#### What to produce
Starting at the line containing "If you could pick out the car" and ending at the last line of the records, reproduce those lines, requests included, multiplying every coordinate in the answers by 2.25 and rounding each result to a whole number, with halves rounded up. Leave the requests and their format samples unchanged.
※ ※ ※
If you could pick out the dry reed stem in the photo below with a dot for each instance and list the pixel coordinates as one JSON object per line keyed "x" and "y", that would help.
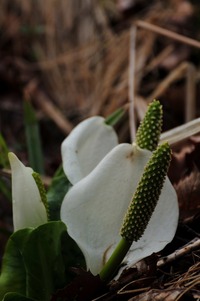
{"x": 168, "y": 33}
{"x": 132, "y": 122}
{"x": 44, "y": 103}
{"x": 185, "y": 69}
{"x": 191, "y": 246}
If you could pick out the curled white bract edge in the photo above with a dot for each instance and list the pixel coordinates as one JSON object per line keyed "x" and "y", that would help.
{"x": 28, "y": 209}
{"x": 86, "y": 146}
{"x": 94, "y": 208}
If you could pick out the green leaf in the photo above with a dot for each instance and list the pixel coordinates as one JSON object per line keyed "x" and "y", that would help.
{"x": 56, "y": 192}
{"x": 16, "y": 297}
{"x": 33, "y": 138}
{"x": 37, "y": 261}
{"x": 43, "y": 259}
{"x": 115, "y": 117}
{"x": 13, "y": 275}
{"x": 3, "y": 153}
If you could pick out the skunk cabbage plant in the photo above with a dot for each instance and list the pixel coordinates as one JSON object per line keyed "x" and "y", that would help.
{"x": 105, "y": 176}
{"x": 28, "y": 207}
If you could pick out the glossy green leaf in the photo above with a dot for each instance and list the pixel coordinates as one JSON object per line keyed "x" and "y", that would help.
{"x": 16, "y": 297}
{"x": 115, "y": 117}
{"x": 37, "y": 262}
{"x": 13, "y": 275}
{"x": 3, "y": 153}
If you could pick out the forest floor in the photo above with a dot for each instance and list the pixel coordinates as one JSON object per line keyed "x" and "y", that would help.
{"x": 73, "y": 60}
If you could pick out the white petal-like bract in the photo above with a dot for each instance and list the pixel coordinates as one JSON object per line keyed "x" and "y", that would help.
{"x": 94, "y": 208}
{"x": 28, "y": 209}
{"x": 86, "y": 146}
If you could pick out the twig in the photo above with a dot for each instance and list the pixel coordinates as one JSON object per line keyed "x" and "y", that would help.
{"x": 132, "y": 123}
{"x": 190, "y": 92}
{"x": 194, "y": 244}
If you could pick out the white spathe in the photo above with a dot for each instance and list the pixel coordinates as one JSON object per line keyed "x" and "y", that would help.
{"x": 86, "y": 146}
{"x": 94, "y": 208}
{"x": 28, "y": 209}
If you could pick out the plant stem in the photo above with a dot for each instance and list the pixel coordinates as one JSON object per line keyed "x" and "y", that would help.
{"x": 115, "y": 260}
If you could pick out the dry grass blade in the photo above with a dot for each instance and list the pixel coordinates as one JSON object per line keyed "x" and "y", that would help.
{"x": 181, "y": 132}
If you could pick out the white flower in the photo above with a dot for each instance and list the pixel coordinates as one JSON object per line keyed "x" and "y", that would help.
{"x": 28, "y": 209}
{"x": 94, "y": 208}
{"x": 86, "y": 146}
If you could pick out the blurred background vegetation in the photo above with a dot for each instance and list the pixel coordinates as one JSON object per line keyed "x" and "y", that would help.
{"x": 72, "y": 59}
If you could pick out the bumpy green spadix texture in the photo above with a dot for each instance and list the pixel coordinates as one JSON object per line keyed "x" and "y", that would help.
{"x": 148, "y": 133}
{"x": 147, "y": 194}
{"x": 42, "y": 191}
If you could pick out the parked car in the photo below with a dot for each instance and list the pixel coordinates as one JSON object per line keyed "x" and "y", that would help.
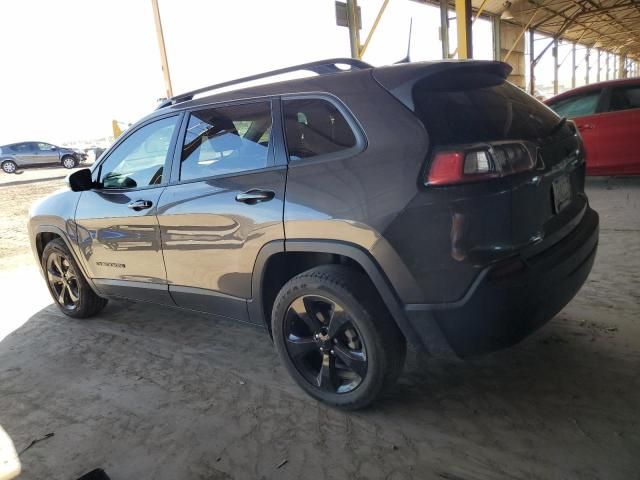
{"x": 30, "y": 154}
{"x": 348, "y": 213}
{"x": 608, "y": 117}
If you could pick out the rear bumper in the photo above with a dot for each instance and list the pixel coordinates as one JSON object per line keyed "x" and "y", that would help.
{"x": 511, "y": 299}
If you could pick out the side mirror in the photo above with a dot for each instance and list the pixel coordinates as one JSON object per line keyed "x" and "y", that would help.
{"x": 81, "y": 180}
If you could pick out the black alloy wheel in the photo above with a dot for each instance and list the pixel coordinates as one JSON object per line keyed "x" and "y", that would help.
{"x": 63, "y": 281}
{"x": 67, "y": 284}
{"x": 335, "y": 336}
{"x": 324, "y": 344}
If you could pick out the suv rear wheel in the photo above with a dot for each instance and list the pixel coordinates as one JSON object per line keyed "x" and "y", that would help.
{"x": 67, "y": 285}
{"x": 336, "y": 338}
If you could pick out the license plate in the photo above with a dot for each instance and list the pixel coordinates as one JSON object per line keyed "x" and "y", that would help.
{"x": 561, "y": 193}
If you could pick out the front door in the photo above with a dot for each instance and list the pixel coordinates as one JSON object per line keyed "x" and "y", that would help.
{"x": 226, "y": 205}
{"x": 117, "y": 227}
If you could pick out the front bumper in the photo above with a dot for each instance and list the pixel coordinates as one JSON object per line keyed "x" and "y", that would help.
{"x": 511, "y": 299}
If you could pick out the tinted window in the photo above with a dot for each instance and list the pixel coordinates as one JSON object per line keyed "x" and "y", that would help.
{"x": 139, "y": 160}
{"x": 22, "y": 148}
{"x": 315, "y": 127}
{"x": 226, "y": 140}
{"x": 464, "y": 113}
{"x": 625, "y": 98}
{"x": 577, "y": 106}
{"x": 45, "y": 147}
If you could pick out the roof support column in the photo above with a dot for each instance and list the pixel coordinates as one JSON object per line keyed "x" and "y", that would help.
{"x": 163, "y": 50}
{"x": 532, "y": 64}
{"x": 463, "y": 21}
{"x": 354, "y": 32}
{"x": 554, "y": 51}
{"x": 573, "y": 66}
{"x": 586, "y": 75}
{"x": 497, "y": 45}
{"x": 444, "y": 27}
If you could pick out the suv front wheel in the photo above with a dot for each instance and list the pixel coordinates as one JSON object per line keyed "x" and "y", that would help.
{"x": 67, "y": 285}
{"x": 336, "y": 338}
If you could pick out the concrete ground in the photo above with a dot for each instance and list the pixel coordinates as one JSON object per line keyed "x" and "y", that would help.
{"x": 148, "y": 392}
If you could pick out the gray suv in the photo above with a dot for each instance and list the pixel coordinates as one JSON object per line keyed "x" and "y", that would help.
{"x": 31, "y": 154}
{"x": 349, "y": 213}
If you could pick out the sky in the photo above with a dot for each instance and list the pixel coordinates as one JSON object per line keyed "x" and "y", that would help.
{"x": 69, "y": 67}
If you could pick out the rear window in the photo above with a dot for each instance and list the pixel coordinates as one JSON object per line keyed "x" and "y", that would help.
{"x": 315, "y": 127}
{"x": 468, "y": 114}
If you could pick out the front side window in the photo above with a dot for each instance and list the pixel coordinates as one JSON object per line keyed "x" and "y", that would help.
{"x": 225, "y": 140}
{"x": 577, "y": 106}
{"x": 315, "y": 127}
{"x": 45, "y": 147}
{"x": 624, "y": 98}
{"x": 139, "y": 160}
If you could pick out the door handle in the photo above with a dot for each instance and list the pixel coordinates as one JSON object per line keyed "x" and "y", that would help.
{"x": 140, "y": 205}
{"x": 255, "y": 196}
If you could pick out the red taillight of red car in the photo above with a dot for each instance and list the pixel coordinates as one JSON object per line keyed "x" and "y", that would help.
{"x": 474, "y": 164}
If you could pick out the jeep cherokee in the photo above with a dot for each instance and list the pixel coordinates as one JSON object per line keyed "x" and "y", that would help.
{"x": 349, "y": 213}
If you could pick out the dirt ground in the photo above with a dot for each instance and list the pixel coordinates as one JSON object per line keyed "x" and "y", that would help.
{"x": 148, "y": 392}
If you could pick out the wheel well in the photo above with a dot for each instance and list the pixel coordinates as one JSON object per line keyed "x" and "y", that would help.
{"x": 283, "y": 266}
{"x": 42, "y": 239}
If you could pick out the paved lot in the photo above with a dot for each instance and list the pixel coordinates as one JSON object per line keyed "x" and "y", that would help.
{"x": 148, "y": 392}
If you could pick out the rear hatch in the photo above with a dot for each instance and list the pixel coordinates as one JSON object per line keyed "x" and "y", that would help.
{"x": 470, "y": 110}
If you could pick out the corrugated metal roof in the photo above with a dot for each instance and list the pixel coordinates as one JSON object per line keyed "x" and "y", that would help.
{"x": 612, "y": 25}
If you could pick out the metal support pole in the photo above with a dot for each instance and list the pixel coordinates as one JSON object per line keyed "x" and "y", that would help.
{"x": 573, "y": 66}
{"x": 444, "y": 27}
{"x": 463, "y": 21}
{"x": 497, "y": 44}
{"x": 555, "y": 66}
{"x": 373, "y": 28}
{"x": 587, "y": 58}
{"x": 532, "y": 64}
{"x": 163, "y": 51}
{"x": 354, "y": 32}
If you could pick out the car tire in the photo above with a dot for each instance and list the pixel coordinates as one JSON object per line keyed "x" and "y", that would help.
{"x": 9, "y": 166}
{"x": 69, "y": 162}
{"x": 66, "y": 283}
{"x": 346, "y": 364}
※ ※ ※
#### Answer in full
If you could pick out the car tire in the photo above with a dot for each instance and list the pixel coordinates as one JSON object per line keyed "x" and "y", that would help.
{"x": 20, "y": 374}
{"x": 155, "y": 365}
{"x": 149, "y": 637}
{"x": 779, "y": 819}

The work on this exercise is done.